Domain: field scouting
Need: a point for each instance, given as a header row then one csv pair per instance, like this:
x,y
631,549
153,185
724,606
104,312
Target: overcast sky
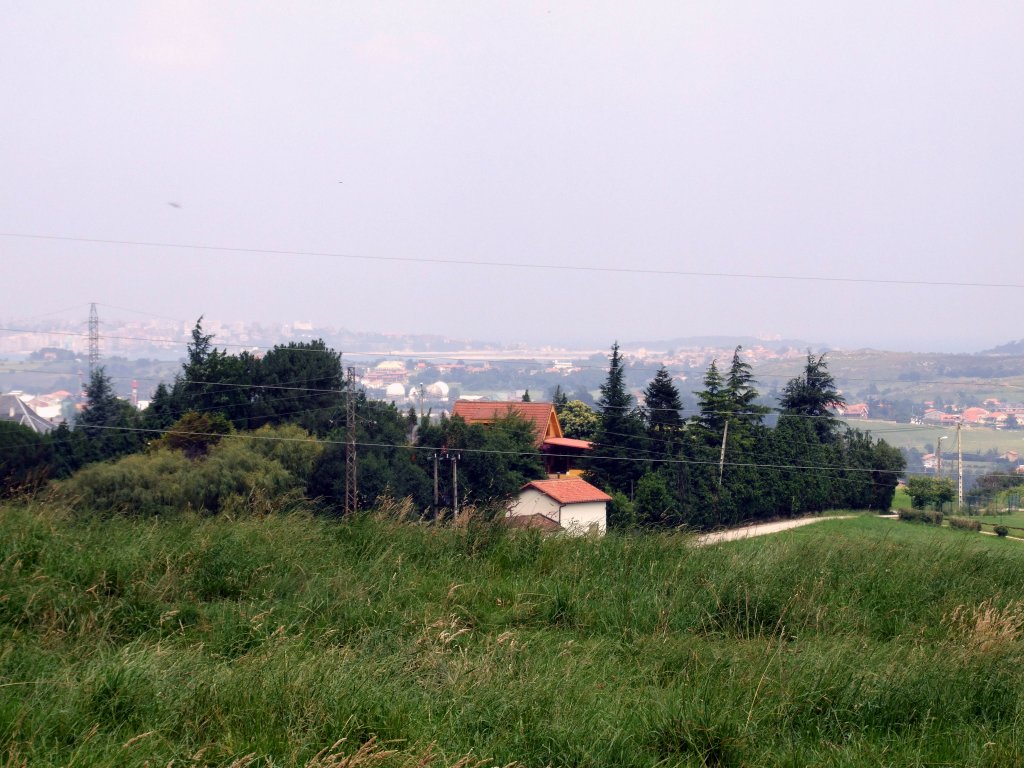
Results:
x,y
878,140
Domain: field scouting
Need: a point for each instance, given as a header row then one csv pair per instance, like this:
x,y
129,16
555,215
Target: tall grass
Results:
x,y
278,639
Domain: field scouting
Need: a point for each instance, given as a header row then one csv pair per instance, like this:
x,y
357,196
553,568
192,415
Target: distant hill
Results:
x,y
725,342
1013,347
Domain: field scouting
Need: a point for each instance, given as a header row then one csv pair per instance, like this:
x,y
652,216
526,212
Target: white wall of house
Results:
x,y
576,518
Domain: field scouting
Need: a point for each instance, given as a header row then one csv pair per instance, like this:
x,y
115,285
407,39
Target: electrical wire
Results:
x,y
507,264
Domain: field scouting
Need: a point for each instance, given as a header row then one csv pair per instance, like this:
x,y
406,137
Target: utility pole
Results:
x,y
721,458
436,458
93,338
960,470
454,458
351,487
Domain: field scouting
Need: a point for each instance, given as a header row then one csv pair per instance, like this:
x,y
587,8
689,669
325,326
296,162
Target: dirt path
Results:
x,y
764,528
#####
Exactly as they appear, print the lines of the listing above from its first line through the line that contains "Target: utility pole", minus the pictures.

> _Output below_
Domain: field scouting
Need: a point for each instance, given as a header row then one csv pair per instance, like this:
x,y
631,549
153,185
724,606
104,312
Target: overcast sky
Results:
x,y
878,140
Domain: field scouting
Need: a point for each instance, given as a header row then one csv pair per instance, like this:
x,y
129,16
555,215
Target: tall grass
Results:
x,y
278,639
Domain: field scouting
Need: a point for each instance, given as a header row then one csv pair per instance, like this:
x,y
357,196
553,568
192,415
Target: distant hill
Results:
x,y
725,342
1013,347
Domain: field scouting
Need: a point for each instance, given as a header row then one csv pair per instance, like this:
x,y
652,216
526,212
Target: white wall of house
Results:
x,y
576,518
Domain: field scouting
Need: a point for each instance, given as a header row then one csv pair per instance, like this:
x,y
115,285
407,39
Target: electrical wire
Results:
x,y
507,264
Domain: field scouting
Need: a point for each instance, given as a header row then one csv pair per instance, like this:
x,y
406,137
Target: utility pole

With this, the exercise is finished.